• **Istruzioni del compito**
Ricopia fedelmente le righe dei dati qui sotto, partendo da quella che contiene "Would you be able to mark the window" e arrivando fino alla fine dei dati, estremi inclusi. Lascia fuori le immagini.

• **Dati forniti**
====================
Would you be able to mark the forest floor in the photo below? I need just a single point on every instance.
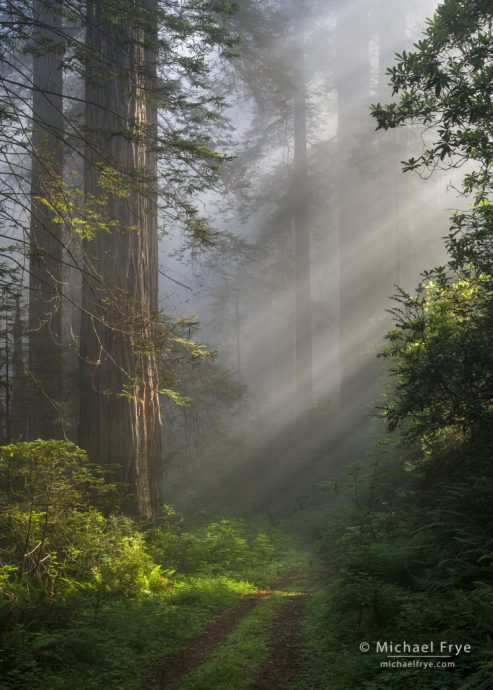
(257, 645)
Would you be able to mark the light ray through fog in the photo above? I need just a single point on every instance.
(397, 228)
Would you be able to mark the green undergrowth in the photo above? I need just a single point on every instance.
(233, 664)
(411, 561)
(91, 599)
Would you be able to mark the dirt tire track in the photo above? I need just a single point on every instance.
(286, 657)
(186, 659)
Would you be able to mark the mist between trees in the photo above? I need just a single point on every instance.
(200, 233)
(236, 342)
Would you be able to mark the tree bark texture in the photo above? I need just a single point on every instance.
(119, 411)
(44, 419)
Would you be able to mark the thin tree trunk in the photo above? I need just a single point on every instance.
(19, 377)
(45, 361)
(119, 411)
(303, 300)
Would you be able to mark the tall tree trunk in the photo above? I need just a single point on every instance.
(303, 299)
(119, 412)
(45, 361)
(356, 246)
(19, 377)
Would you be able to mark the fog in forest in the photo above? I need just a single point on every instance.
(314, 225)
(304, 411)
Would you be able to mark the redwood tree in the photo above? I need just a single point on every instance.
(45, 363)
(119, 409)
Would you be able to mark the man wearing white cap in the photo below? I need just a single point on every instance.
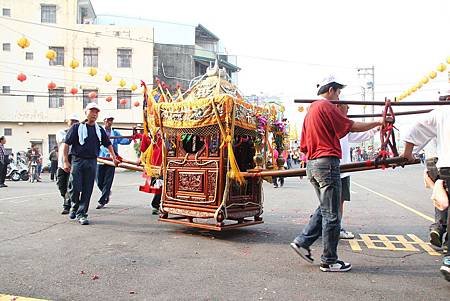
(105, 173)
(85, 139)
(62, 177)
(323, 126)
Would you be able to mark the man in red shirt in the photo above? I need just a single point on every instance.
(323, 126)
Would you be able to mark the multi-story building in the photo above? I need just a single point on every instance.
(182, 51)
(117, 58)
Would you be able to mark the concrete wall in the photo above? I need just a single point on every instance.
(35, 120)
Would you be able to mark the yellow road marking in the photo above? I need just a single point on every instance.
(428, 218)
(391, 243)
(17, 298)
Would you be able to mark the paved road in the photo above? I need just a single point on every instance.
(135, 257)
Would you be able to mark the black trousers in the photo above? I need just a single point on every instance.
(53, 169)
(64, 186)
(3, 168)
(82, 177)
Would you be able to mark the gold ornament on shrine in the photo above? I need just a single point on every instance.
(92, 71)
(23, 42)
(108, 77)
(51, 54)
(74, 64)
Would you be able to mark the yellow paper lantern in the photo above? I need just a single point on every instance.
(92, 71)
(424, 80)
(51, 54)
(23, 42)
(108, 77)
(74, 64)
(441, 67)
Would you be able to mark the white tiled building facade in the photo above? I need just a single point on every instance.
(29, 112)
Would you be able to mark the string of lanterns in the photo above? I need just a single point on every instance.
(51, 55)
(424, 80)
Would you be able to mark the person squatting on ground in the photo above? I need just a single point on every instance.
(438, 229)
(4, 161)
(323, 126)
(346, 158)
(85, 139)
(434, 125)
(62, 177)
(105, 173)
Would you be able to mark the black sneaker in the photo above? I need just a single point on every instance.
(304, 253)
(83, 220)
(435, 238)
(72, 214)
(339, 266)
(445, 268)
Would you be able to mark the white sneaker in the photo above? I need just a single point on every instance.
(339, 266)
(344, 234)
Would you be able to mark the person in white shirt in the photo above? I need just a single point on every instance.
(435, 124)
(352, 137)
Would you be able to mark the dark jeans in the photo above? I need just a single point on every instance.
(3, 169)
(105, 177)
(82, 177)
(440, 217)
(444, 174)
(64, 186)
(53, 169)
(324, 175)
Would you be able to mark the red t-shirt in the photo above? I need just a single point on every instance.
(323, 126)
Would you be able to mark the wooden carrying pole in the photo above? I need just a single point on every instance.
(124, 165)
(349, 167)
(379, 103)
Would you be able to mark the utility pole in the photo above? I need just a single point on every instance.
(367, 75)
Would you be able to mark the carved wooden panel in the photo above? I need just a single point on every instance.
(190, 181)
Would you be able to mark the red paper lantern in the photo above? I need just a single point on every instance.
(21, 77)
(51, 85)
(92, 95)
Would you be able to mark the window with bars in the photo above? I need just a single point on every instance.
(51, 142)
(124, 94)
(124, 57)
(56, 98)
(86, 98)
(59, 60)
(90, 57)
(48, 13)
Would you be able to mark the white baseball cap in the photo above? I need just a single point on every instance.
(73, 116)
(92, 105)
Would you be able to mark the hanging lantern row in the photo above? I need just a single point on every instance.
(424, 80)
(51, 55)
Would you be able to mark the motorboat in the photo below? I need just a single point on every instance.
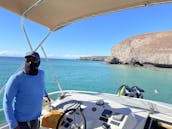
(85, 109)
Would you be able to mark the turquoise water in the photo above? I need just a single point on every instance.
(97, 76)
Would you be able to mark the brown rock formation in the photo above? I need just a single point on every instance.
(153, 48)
====================
• **Risultato del compito**
Would you be able to mark the window with bars in the photo above? I need just a single point on every instance.
(51, 142)
(124, 94)
(124, 57)
(56, 98)
(86, 98)
(59, 60)
(90, 57)
(48, 13)
Would you be able to mark the white baseball cap in the photo above? I need just a single point on every instance.
(73, 116)
(92, 105)
Would you be able to mark the hanging lantern row in the photo above? I need just a single point on every instance.
(424, 80)
(51, 55)
Would you be able to mark the motorboat in the photo below? I need just a single point on every instance.
(85, 109)
Would you be able to mark the turquoise water in the photo above? I need just a single point on every instance.
(97, 76)
Would you be able to mark the brown rock formation in the photo above? I need just a single point on every instance.
(153, 48)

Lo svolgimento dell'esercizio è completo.